Text:

Wir kamen zum Ultraschall, und das Baby auf dem Monitor klatschte dreimal in die Hände. Ohne Musik, einfach so. Und mein Arzt sagte: »Singen wir doch mal was.« Mein Mann hielt seine Videokamera bereit, und der Arzt zeigte die Ultraschall aufnahme noch mal mit dem dreimal Klatschen, und wir sangen dazu: »If you’re happy and you know it [clap your hands]

Sie singen nicht besonders gut – Jen muss zu sehr lachen, und ihr Mann ist offensichtlich nicht textsicher –, aber es ist ein herrliches Video. Nachdem sie es auf YouTube hochgeladen hatten, verbreitete es sich verständlicherweise viral. Bis zu dem Zeitpunkt, da ich das hier schreibe, hat es zwölf Millionen Klicks bekommen.

Vorliegendes Material:
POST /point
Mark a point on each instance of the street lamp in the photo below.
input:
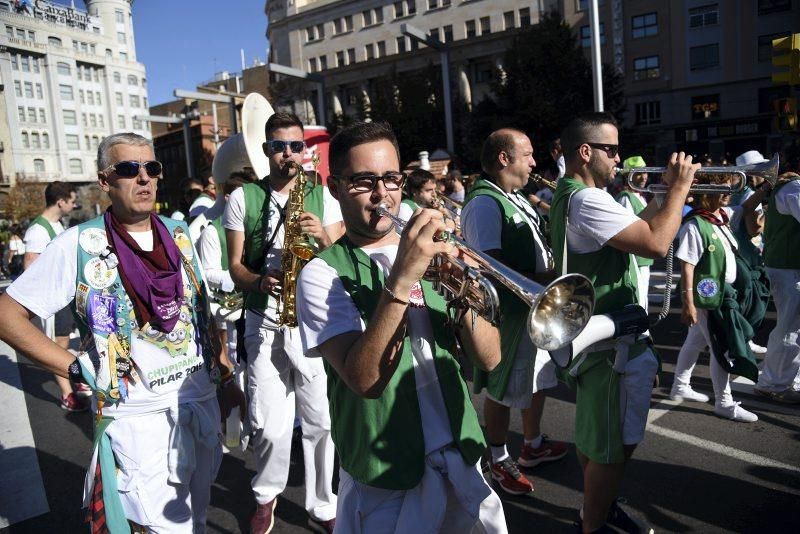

Arbeitsauftrag A:
Fasse den Absatz im Text, der mit „Sie singen nicht besonders gut“ beginnt, kürzer zusammen und behalte dabei seine wichtigsten Fakten bei.
Arbeitsauftrag B:
Tausche im Text in dem Abschnitt, der bei „Wir kamen zum“ anfängt und bei „Millionen Klicks bekommen.“ aufhört, „Videokamera“ gegen „Kamera“ aus und gib den Abschnitt wieder.

Lösung A:
Der Gesang ist nicht gut, weil Jen zu sehr lachen muss und ihr Mann den Text nicht sicher kennt, doch das Video ist herrlich. Nach dem Hochladen auf YouTube verbreitete es sich viral und hatte beim Schreiben zwölf Millionen Klicks.

Lösung B:
Wir kamen zum Ultraschall, und das Baby auf dem Monitor klatschte dreimal in die Hände. Ohne Musik, einfach so. Und mein Arzt sagte: »Singen wir doch mal was.« Mein Mann hielt seine Kamera bereit, und der Arzt zeigte die Ultraschall aufnahme noch mal mit dem dreimal Klatschen, und wir sangen dazu: »If you’re happy and you know it [clap your hands]

Sie singen nicht besonders gut – Jen muss zu sehr lachen, und ihr Mann ist offensichtlich nicht textsicher –, aber es ist ein herrliches Video. Nachdem sie es auf YouTube hochgeladen hatten, verbreitete es sich verständlicherweise viral. Bis zu dem Zeitpunkt, da ich das hier schreibe, hat es zwölf Millionen Klicks bekommen.